→ **Record extracts**:
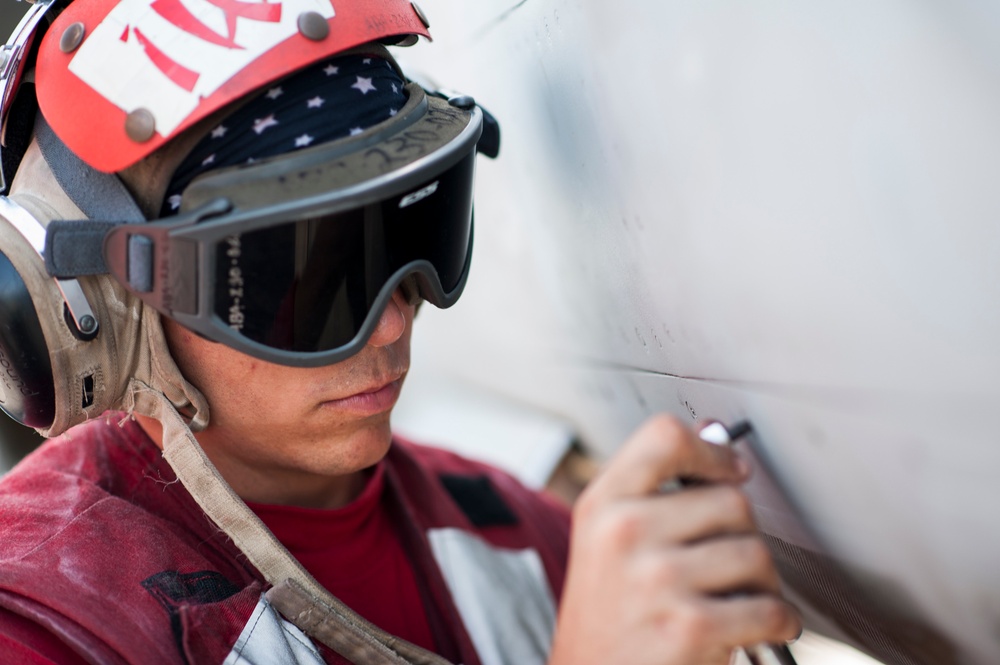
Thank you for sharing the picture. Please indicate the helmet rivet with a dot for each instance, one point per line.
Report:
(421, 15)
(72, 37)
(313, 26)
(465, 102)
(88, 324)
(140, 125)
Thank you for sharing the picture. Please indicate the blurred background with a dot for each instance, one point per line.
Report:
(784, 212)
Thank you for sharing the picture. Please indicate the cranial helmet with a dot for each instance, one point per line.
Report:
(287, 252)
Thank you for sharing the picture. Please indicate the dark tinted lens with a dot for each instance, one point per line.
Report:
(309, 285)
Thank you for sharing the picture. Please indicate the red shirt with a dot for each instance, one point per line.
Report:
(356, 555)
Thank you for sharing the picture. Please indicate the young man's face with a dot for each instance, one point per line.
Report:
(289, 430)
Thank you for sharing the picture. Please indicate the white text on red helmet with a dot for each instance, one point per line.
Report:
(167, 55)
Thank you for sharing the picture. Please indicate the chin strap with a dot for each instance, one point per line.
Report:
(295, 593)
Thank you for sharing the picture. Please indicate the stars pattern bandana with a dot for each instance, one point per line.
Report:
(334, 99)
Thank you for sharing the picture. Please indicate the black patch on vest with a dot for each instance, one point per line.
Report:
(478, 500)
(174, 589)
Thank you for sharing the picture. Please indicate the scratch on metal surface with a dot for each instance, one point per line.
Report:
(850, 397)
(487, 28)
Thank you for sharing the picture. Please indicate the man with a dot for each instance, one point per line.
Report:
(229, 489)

==

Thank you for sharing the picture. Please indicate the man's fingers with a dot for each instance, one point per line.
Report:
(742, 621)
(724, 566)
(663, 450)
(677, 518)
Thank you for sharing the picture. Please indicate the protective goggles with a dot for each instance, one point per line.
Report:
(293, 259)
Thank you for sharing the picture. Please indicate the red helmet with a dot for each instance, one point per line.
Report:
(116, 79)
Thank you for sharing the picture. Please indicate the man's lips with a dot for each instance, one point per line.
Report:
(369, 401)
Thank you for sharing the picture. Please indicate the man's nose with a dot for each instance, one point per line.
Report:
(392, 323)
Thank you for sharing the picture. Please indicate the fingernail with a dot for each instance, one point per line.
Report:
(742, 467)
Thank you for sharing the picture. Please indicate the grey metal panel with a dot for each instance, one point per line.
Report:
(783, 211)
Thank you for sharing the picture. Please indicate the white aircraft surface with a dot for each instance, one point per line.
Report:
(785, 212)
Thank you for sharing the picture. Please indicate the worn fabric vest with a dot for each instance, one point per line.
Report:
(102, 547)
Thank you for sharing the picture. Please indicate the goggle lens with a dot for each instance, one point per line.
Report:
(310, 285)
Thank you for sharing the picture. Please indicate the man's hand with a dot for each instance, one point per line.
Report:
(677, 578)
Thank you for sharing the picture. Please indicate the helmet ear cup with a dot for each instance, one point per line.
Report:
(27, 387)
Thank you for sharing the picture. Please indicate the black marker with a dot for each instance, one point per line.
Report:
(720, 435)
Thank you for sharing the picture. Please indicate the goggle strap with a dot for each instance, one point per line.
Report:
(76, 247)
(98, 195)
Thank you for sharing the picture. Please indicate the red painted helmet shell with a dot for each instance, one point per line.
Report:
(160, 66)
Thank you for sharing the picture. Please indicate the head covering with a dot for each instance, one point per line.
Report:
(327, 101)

→ **Work to complete**: Return every line of the material above that contains the string "helmet", one per line.

→ **Answer to the task**:
Thank you for sharing the picture. Please indicate the helmet rivet with a dot for each instance, one point per line.
Thank you for sharing the picture. Please indicate the cranial helmet with a dot for each instance, one point per line.
Thank you for sharing the picture. Please indicate the white text on red helmet with a dot for each instance, one point per line.
Thank you for sharing the picture. Please indicate the red helmet with a dot for each instance, one point per line.
Thank you for sharing the picture. Please indicate the helmet ear cup with a dot for each instance, one point per line.
Thank you for sharing the picture. Please indicate the red painted helmet shell with a dot for each instance, one point per line.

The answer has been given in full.